### SELECTED EXCERPT:
>>>
I know two things about this dog: It’s large and it likes to spread its bounty as far as it’s physically able. I walk with my eyes on the sidewalk these days, the way I did as a kid in New York, before dog owners were expected to clean up after their dogs. My family had a dog. We thought we were being good citizens because we got him to shit between the parked cars. In fact, back then the city put up signs saying “Curb your dog.”
After the shoe incident, I bought myself a box of chalk. Then I waited.
Several days later, I found another deposit. Right by the red metal box that everyone (even me) calls the dog poo bin. I knelt on the sidewalk and chalked, “Clean up after your dog, please.”
I stepped back to admire my work. I’d forgotten the your, so it actually read, “Clean up after dog, please,” as if a computer translation program had written it. I used to work as an editor, so that missing word bothers me, but it did get the point across. And at least I hadn’t forgotten the please.
Good manners are more important here than good grammar. No matter how ungrammatical—or, for that matter, rude—a note you tack up somewhere, you can make it okay if you write “Polite Notice” at the top. I can’t tell you how many signs I’ve seen that declare themselves Polite Notices. Even if you were to say, “Pick up after your dog, you miserable, lazy, unclean excuse for a human being,” if you also said it was a polite notice, it would be okay.
<<<
### INFORMATION SUPPLIED:
>>>
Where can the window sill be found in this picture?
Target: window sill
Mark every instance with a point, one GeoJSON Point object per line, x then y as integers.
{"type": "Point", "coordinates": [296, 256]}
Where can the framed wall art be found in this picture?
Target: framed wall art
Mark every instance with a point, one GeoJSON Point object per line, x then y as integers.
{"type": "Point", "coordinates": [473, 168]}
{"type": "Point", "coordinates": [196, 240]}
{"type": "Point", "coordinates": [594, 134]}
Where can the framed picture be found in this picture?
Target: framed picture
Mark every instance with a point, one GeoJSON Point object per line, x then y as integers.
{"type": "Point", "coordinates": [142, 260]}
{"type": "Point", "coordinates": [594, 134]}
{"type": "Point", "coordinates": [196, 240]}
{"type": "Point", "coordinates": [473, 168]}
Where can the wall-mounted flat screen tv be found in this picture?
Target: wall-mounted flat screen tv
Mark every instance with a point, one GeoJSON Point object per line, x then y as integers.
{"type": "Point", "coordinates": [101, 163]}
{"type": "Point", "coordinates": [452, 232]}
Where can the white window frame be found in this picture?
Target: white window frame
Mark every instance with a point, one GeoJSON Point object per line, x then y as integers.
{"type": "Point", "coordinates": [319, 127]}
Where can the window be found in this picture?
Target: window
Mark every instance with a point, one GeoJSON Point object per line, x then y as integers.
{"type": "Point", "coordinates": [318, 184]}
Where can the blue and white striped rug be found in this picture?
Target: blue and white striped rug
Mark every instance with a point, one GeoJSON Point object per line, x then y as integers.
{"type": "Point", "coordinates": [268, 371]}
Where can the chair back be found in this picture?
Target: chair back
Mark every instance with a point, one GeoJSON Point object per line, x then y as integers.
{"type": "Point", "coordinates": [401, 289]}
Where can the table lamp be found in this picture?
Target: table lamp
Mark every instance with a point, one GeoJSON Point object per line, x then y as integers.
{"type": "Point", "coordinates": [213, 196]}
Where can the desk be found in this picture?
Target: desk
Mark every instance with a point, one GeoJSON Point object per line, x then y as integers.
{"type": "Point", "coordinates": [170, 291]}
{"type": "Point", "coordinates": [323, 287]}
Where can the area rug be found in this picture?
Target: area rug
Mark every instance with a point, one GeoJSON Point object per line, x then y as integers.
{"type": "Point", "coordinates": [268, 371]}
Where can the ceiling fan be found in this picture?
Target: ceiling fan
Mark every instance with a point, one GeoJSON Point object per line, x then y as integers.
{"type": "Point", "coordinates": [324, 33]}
<<<
### EXERCISES:
a. Reproduce the stretch of rows from the one containing "Where can the chair" through the last row, keeping each line unchanged.
b. Go on with the passage about dog droppings on the sidewalk and polite notices, starting after its final sentence.
The passage and the rows have no connection to each other.

### EXERCISE RESPONSES:
a.
Where can the chair back be found in this picture?
Target: chair back
Mark every instance with a point, one GeoJSON Point object per line, x then y as integers.
{"type": "Point", "coordinates": [401, 289]}
Where can the table lamp be found in this picture?
Target: table lamp
Mark every instance with a point, one GeoJSON Point object per line, x then y as integers.
{"type": "Point", "coordinates": [213, 196]}
Where can the desk be found in this picture?
Target: desk
Mark every instance with a point, one GeoJSON Point object per line, x then y as integers.
{"type": "Point", "coordinates": [170, 291]}
{"type": "Point", "coordinates": [323, 287]}
Where can the area rug be found in this picture?
Target: area rug
Mark every instance with a point, one GeoJSON Point object per line, x then y as integers.
{"type": "Point", "coordinates": [268, 371]}
Where can the ceiling fan be found in this picture?
Target: ceiling fan
Mark every instance with a point, one GeoJSON Point object per line, x then y as integers.
{"type": "Point", "coordinates": [324, 33]}

b.
And even if the rest of your wording is polite, you still have to open with “Polite Notice.” Actual politeness isn’t what matters. You have to remind everyone that you’re being polite.
I didn’t open with “Polite Notice.” I didn’t figure a chalked notice on the sidewalk had to, but then (as I’m often reminded) I’m not British. Wild Thing’s sure that what people mean when they say that is that we just don’t get certain things, and that the speaker feels sorry for us. I’m not sure she’s right. I tend to hear it as a statement of fact: We really aren’t British. Or we are—we’re citizens—but on some deeper level we never can be.
I don’t necessarily want to know how the speaker feels about this.
So it’s hard for me to be sure how significant that missing “Polite Notice” is. I may have offended someone other than the dog walker, but I can’t tell. I’m not British.